■ PROBLEM DETAILS:
Rewrite the material between the lines holding "Spot green roof in this frame." and "7 96 14 152", inclusive, changing every "Spot" to "Locate" and leaving everything else the same.

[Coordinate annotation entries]
## Begin
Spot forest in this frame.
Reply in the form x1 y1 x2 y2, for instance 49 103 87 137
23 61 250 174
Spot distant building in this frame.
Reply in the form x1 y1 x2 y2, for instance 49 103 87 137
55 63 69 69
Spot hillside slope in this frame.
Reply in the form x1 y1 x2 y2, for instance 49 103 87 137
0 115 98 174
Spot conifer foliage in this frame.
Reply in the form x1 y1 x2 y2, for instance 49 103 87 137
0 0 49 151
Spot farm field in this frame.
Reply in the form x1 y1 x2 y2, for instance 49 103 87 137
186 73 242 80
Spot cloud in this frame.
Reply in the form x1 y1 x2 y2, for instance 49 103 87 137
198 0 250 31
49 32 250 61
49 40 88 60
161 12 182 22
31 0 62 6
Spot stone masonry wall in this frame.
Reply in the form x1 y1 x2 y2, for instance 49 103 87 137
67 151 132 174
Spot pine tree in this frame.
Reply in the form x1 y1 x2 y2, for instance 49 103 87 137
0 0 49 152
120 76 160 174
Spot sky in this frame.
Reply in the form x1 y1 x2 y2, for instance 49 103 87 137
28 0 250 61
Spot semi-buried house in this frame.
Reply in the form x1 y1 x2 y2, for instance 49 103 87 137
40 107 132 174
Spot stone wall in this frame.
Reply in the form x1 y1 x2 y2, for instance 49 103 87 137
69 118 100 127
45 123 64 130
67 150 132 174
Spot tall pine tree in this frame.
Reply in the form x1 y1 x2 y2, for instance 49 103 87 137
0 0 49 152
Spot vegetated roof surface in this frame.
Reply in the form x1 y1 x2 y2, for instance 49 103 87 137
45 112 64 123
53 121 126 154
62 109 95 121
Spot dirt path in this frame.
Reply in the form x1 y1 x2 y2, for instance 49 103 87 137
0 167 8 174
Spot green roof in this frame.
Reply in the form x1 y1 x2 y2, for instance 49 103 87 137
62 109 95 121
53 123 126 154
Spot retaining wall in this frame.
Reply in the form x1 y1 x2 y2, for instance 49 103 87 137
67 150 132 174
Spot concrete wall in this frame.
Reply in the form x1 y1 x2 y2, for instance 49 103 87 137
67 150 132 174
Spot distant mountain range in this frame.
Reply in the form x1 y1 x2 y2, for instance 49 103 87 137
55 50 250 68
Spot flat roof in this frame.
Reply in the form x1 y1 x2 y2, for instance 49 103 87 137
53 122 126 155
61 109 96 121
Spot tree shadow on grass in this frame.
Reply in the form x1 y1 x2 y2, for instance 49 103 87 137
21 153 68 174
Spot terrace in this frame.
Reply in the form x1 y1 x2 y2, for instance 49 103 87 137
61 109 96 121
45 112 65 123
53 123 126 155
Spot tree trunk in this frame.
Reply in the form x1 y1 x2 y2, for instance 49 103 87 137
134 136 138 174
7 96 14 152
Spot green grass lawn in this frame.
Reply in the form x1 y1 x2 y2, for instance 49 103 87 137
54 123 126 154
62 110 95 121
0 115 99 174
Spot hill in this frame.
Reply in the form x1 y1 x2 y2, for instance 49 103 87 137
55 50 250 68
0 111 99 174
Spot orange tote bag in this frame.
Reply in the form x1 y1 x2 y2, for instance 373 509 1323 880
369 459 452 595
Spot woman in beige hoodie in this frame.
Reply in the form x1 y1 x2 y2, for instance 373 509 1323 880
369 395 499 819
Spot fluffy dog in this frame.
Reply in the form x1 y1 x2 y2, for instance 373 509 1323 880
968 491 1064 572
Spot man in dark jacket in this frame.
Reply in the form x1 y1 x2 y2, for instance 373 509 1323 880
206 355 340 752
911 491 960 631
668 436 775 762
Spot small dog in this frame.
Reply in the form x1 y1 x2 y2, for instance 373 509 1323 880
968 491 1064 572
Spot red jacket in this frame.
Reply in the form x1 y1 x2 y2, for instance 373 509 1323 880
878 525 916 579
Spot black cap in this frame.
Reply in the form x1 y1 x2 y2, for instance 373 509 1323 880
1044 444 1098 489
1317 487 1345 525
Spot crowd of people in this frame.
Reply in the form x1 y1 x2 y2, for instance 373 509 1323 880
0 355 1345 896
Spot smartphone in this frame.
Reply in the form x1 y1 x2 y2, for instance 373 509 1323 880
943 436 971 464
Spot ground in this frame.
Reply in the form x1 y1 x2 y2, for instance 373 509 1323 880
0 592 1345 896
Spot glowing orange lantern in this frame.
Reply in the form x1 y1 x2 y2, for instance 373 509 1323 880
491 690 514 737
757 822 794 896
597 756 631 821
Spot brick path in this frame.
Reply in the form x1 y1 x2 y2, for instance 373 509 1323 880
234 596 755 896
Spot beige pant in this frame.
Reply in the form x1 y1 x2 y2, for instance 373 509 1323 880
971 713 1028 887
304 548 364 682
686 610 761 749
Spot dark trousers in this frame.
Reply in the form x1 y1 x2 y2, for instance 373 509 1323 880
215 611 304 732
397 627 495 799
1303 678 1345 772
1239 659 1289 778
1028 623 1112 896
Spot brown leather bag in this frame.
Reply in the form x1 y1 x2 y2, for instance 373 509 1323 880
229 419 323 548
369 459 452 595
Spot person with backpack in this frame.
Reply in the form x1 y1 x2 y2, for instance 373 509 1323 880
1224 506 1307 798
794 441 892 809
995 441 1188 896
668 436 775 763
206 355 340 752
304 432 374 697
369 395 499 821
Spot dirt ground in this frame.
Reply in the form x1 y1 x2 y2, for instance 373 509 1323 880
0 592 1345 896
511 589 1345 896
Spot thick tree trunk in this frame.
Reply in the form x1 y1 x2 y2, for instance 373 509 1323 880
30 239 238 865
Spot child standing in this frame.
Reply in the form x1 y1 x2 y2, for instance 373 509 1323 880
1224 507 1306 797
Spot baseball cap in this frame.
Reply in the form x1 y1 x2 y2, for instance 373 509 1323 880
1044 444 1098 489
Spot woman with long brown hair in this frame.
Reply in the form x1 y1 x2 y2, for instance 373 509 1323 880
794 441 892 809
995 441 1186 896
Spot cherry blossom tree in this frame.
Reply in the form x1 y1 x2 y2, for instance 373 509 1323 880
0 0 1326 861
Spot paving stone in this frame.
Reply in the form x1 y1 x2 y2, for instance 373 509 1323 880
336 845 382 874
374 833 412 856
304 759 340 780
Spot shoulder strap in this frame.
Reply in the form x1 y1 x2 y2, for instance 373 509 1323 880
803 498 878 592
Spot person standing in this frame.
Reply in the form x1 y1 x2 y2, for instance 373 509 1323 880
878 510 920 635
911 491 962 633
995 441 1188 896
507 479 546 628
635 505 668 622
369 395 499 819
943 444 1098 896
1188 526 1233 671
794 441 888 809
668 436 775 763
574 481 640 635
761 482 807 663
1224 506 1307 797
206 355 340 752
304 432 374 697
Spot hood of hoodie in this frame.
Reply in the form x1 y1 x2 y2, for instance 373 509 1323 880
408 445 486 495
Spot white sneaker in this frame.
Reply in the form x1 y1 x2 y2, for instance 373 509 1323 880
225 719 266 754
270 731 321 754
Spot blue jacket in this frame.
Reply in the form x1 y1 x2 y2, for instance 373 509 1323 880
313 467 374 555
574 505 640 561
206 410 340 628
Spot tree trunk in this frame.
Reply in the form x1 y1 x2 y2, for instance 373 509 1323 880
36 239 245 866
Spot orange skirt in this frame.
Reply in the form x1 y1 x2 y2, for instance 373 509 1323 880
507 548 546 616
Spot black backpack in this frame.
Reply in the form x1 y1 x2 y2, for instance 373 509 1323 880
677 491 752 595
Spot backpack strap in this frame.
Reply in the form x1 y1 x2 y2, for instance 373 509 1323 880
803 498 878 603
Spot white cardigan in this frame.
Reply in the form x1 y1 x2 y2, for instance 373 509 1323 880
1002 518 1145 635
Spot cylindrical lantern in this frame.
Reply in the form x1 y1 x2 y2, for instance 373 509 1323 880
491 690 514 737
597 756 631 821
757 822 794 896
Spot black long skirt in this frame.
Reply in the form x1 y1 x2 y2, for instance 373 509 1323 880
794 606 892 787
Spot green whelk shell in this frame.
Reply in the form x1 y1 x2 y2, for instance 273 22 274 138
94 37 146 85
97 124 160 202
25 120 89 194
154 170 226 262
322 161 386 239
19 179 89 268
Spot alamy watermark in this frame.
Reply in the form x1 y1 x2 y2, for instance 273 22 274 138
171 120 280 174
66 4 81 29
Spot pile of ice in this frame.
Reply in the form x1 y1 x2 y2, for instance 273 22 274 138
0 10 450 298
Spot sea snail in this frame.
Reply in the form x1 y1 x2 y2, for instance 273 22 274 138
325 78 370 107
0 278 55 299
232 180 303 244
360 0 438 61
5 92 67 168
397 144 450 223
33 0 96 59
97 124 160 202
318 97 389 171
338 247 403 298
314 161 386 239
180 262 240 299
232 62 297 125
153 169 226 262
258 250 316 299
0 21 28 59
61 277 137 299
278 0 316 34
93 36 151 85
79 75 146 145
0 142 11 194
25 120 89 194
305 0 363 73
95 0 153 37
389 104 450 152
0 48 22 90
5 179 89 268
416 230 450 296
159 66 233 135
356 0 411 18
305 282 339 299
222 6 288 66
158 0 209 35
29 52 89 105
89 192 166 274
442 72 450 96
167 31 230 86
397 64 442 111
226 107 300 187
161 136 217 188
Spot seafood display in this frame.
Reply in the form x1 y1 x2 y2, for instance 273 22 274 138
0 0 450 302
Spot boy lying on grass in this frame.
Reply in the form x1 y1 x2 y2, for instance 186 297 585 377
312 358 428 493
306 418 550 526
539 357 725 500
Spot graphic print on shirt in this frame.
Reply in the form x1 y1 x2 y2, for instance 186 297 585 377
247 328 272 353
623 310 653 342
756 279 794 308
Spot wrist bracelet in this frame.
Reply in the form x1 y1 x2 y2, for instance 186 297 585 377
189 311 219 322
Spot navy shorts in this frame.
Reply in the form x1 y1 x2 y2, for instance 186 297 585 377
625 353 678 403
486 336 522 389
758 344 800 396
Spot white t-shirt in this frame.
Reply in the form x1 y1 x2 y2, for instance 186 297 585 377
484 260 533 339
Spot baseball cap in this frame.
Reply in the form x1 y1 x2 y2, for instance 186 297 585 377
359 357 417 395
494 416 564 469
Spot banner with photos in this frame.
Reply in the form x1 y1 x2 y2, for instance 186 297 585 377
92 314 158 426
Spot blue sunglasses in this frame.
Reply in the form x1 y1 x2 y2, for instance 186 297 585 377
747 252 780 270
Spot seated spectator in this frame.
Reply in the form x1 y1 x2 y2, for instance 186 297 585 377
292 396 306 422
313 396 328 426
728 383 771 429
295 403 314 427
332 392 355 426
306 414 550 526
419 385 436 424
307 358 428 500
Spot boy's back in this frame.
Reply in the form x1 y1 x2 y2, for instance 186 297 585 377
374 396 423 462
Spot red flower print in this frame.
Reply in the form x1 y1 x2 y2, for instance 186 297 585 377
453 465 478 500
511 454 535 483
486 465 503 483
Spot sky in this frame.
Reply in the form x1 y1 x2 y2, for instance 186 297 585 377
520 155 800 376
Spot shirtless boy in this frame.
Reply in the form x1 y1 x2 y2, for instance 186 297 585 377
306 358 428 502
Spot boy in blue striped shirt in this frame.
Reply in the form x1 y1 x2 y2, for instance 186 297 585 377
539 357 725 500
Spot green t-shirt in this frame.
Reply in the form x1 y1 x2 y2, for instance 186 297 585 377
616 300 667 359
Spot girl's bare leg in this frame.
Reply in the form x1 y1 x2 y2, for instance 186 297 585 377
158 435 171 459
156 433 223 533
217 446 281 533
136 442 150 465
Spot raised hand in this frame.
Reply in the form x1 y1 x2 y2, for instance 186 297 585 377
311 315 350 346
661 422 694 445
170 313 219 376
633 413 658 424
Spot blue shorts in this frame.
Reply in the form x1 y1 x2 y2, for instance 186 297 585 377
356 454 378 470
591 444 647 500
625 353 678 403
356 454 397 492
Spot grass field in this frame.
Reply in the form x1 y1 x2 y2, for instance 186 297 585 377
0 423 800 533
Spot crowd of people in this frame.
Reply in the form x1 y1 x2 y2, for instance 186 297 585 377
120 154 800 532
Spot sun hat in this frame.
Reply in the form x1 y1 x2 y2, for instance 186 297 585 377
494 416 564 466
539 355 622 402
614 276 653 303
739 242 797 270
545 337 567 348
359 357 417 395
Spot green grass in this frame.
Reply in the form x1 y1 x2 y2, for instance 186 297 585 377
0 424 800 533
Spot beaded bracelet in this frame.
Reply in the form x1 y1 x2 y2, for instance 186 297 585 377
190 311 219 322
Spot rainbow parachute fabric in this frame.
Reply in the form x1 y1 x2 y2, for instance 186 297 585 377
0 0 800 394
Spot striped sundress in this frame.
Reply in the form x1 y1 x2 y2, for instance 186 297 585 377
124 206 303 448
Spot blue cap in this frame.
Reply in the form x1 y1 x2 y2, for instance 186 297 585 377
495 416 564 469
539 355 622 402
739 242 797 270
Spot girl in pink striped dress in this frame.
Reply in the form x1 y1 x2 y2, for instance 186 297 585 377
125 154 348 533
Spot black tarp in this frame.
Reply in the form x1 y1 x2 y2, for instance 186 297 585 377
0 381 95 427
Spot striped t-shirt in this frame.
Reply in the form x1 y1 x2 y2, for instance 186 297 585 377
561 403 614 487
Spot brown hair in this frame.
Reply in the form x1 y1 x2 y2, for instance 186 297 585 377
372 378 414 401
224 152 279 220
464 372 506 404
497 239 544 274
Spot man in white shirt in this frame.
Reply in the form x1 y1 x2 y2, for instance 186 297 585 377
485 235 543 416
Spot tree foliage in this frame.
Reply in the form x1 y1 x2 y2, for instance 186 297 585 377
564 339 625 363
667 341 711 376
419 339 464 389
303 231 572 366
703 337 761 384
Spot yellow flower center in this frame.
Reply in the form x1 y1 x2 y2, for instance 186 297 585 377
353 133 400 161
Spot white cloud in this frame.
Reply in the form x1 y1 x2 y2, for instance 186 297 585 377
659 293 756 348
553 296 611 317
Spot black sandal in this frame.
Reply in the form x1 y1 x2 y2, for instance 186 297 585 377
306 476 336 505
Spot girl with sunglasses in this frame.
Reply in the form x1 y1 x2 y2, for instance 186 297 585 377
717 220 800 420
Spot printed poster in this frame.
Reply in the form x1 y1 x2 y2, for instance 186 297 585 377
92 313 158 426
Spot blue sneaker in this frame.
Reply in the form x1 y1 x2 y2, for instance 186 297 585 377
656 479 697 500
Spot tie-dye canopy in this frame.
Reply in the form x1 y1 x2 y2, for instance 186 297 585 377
## End
■ OUTPUT FOR THIS EXERCISE:
Locate green roof in this frame.
Reply in the form x1 y1 x2 y2, for instance 49 103 87 137
62 109 95 121
53 123 126 154
Locate retaining wall in this frame.
Reply in the form x1 y1 x2 y2, for instance 49 103 87 137
67 150 132 174
Locate concrete wall in this frame.
Reply in the form x1 y1 x2 y2, for instance 49 103 87 137
67 150 132 174
Locate distant mountain range in this frame.
Reply in the form x1 y1 x2 y2, for instance 49 103 87 137
55 50 250 68
Locate flat roof in this frame.
Reply in the form x1 y1 x2 y2, for instance 49 103 87 137
53 122 126 155
61 109 96 121
Locate tree shadow on grass in this frame.
Reply in the form x1 y1 x2 y2, for instance 49 103 87 137
21 153 68 174
Locate terrace in this frame.
Reply in the form x1 y1 x2 y2, for instance 49 103 87 137
61 109 96 121
45 112 65 123
53 123 126 155
Locate tree trunk in this frame.
Reply in the form x1 y1 x2 y2, for instance 49 103 87 137
134 136 138 174
7 96 14 152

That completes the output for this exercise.